Saved data entries:
·····
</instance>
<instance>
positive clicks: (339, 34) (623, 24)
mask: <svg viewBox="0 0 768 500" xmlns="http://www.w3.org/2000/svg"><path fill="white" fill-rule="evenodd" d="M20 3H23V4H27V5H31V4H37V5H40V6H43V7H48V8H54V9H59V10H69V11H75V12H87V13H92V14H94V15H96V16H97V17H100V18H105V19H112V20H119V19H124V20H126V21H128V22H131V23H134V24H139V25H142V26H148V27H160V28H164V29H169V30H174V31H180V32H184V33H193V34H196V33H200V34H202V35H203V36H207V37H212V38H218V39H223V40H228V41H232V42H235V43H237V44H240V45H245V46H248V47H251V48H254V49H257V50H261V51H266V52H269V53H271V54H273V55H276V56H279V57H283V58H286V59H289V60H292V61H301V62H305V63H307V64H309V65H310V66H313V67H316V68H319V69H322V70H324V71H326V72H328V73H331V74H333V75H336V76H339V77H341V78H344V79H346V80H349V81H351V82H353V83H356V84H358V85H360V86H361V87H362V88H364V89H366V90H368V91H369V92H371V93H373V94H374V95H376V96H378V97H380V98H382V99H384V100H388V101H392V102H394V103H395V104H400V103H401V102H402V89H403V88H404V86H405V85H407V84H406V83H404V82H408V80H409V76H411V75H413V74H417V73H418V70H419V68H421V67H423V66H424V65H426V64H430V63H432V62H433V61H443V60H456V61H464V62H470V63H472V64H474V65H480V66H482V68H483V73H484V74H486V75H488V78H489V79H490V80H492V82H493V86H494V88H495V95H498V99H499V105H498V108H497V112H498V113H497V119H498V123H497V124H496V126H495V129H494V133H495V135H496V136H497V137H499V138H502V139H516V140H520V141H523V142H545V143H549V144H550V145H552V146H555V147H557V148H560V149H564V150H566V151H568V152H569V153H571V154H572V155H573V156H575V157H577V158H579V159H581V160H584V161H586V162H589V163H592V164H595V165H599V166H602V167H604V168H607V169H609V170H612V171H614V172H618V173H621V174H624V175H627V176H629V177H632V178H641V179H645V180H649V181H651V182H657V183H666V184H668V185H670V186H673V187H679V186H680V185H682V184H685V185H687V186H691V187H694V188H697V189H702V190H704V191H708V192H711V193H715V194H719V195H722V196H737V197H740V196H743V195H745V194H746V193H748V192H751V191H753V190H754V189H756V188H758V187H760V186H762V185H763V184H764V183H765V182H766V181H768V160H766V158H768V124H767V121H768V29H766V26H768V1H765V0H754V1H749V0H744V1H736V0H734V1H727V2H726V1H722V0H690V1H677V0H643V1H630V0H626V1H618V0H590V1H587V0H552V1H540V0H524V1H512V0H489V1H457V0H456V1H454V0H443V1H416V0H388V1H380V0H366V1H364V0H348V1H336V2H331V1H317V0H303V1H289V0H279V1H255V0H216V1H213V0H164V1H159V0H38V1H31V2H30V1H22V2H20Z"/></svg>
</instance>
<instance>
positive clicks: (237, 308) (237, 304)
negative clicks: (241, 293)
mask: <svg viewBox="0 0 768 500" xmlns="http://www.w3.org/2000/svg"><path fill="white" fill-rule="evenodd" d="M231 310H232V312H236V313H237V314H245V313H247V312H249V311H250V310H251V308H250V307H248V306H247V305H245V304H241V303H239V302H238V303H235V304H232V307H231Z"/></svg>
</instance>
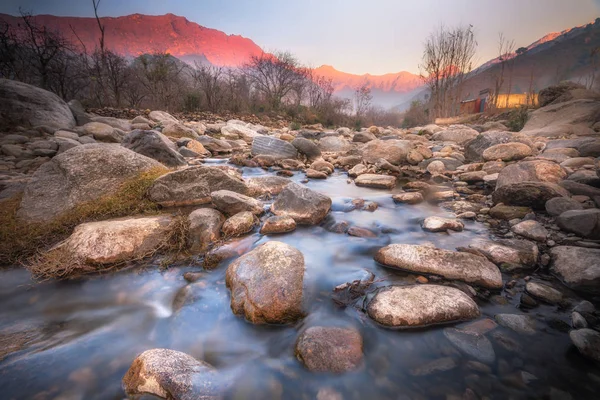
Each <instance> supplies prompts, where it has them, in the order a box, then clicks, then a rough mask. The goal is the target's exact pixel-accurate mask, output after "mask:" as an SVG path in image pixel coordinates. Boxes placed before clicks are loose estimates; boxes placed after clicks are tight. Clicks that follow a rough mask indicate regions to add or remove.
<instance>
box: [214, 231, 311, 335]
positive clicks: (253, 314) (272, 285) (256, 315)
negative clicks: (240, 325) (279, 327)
mask: <svg viewBox="0 0 600 400" xmlns="http://www.w3.org/2000/svg"><path fill="white" fill-rule="evenodd" d="M225 283H226V285H227V287H228V288H229V289H230V290H231V310H232V311H233V312H234V314H236V315H243V316H244V317H245V318H246V319H247V320H248V321H250V322H252V323H254V324H285V323H292V322H295V321H297V320H298V319H300V318H302V316H303V311H302V297H303V296H302V294H303V284H304V256H303V255H302V253H301V252H300V251H299V250H298V249H296V248H294V247H292V246H290V245H288V244H285V243H281V242H276V241H271V242H267V243H265V244H263V245H261V246H259V247H257V248H255V249H254V250H252V251H250V252H249V253H246V254H244V255H243V256H241V257H240V258H238V259H237V260H236V261H234V262H233V263H232V264H231V265H230V266H229V268H227V273H226V275H225Z"/></svg>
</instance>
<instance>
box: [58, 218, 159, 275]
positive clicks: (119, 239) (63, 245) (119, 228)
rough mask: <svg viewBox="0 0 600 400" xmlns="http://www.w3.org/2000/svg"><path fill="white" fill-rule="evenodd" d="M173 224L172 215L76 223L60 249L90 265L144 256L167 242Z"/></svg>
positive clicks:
·····
What to do: All of the entries above need to be repeated exactly, minus the pictures.

Answer to this exercise:
</instance>
<instance>
positive clicks: (339, 34) (623, 24)
mask: <svg viewBox="0 0 768 500" xmlns="http://www.w3.org/2000/svg"><path fill="white" fill-rule="evenodd" d="M20 3H23V4H27V5H31V4H37V5H40V6H43V7H48V8H54V9H59V10H69V11H75V12H87V13H92V14H94V15H96V16H97V17H100V18H105V19H112V20H119V19H124V20H126V21H128V22H131V23H134V24H139V25H142V26H148V27H160V28H164V29H169V30H174V31H180V32H184V33H193V34H196V33H200V34H202V35H203V36H207V37H212V38H218V39H223V40H228V41H232V42H235V43H237V44H240V45H245V46H248V47H251V48H254V49H257V50H261V51H266V52H269V53H271V54H273V55H276V56H279V57H283V58H286V59H289V60H292V61H301V62H305V63H307V64H309V65H310V66H313V67H316V68H319V69H322V70H324V71H326V72H328V73H331V74H333V75H336V76H339V77H341V78H344V79H346V80H349V81H351V82H353V83H356V84H358V85H360V86H361V87H362V88H364V89H366V90H368V91H369V92H371V93H373V94H374V95H376V96H378V97H380V98H382V99H384V100H388V101H392V102H394V103H395V104H400V103H401V102H402V89H403V88H404V86H405V85H407V84H406V83H404V82H408V80H409V76H411V75H413V74H417V73H418V70H419V68H421V67H423V66H424V65H426V64H430V63H432V62H433V61H443V60H456V61H464V62H470V63H472V64H474V65H480V66H482V68H483V73H484V74H486V75H488V78H489V79H490V80H492V82H493V86H494V88H495V95H498V99H499V105H498V108H497V112H498V113H497V119H498V123H497V124H496V126H495V129H494V133H495V135H496V136H497V137H499V138H502V139H516V140H520V141H523V142H545V143H549V144H550V145H552V146H555V147H557V148H560V149H564V150H566V151H568V152H569V153H571V154H572V155H573V156H575V157H577V158H579V159H581V160H584V161H586V162H589V163H592V164H595V165H599V166H602V167H604V168H607V169H609V170H612V171H614V172H618V173H621V174H624V175H627V176H629V177H632V178H641V179H645V180H649V181H651V182H657V183H666V184H668V185H670V186H673V187H679V186H680V185H682V184H685V185H687V186H691V187H694V188H697V189H702V190H704V191H708V192H711V193H715V194H719V195H722V196H737V197H740V196H743V195H745V194H746V193H748V192H751V191H753V190H754V189H756V188H758V187H760V186H762V185H763V184H764V183H765V182H766V181H768V160H766V158H768V124H767V121H768V29H766V26H768V1H765V0H754V1H749V0H744V1H736V0H734V1H727V2H726V1H722V0H690V1H677V0H643V1H630V0H626V1H618V0H590V1H587V0H552V1H540V0H524V1H512V0H489V1H457V0H456V1H454V0H443V1H416V0H388V1H380V0H366V1H364V0H348V1H336V2H331V1H317V0H303V1H289V0H279V1H255V0H216V1H213V0H164V1H159V0H38V1H31V2H30V1H22V2H20Z"/></svg>
</instance>
<instance>
positive clicks: (237, 308) (237, 304)
negative clicks: (241, 293)
mask: <svg viewBox="0 0 768 500" xmlns="http://www.w3.org/2000/svg"><path fill="white" fill-rule="evenodd" d="M231 310H232V312H236V313H237V314H245V313H247V312H249V311H250V310H251V308H250V307H248V306H247V305H245V304H241V303H239V302H238V303H235V304H232V307H231Z"/></svg>
</instance>
Each <instance> supplies prompts, where it has them, in the order a box, then clicks, then a rough mask. The goal is the target's exact pixel-accurate mask, output after "mask:" as an SVG path in image pixel coordinates. Boxes placed before clicks are loose estimates; boxes placed after clicks are tight. Clicks that follow a rough mask indicate regions to add or remove.
<instance>
box: [214, 231, 311, 335]
positive clicks: (253, 314) (272, 285) (256, 315)
negative clicks: (240, 325) (279, 327)
mask: <svg viewBox="0 0 600 400" xmlns="http://www.w3.org/2000/svg"><path fill="white" fill-rule="evenodd" d="M225 283H226V285H227V287H228V288H229V289H230V290H231V310H232V311H233V312H234V314H236V315H243V316H244V317H245V318H246V319H247V320H248V321H250V322H252V323H254V324H285V323H292V322H295V321H297V320H298V319H300V318H302V316H303V311H302V297H303V296H302V294H303V284H304V256H303V255H302V253H301V252H300V251H299V250H298V249H296V248H294V247H292V246H290V245H288V244H285V243H281V242H276V241H271V242H267V243H265V244H263V245H261V246H259V247H257V248H255V249H254V250H252V251H250V252H249V253H246V254H244V255H243V256H241V257H240V258H238V259H237V260H236V261H234V262H233V263H232V264H231V265H230V266H229V268H227V273H226V275H225Z"/></svg>
</instance>
<instance>
box: [58, 218, 159, 275]
positive clicks: (119, 239) (63, 245) (119, 228)
rough mask: <svg viewBox="0 0 600 400" xmlns="http://www.w3.org/2000/svg"><path fill="white" fill-rule="evenodd" d="M173 224L172 215L76 223L60 249L90 265L144 256L167 242Z"/></svg>
positive clicks:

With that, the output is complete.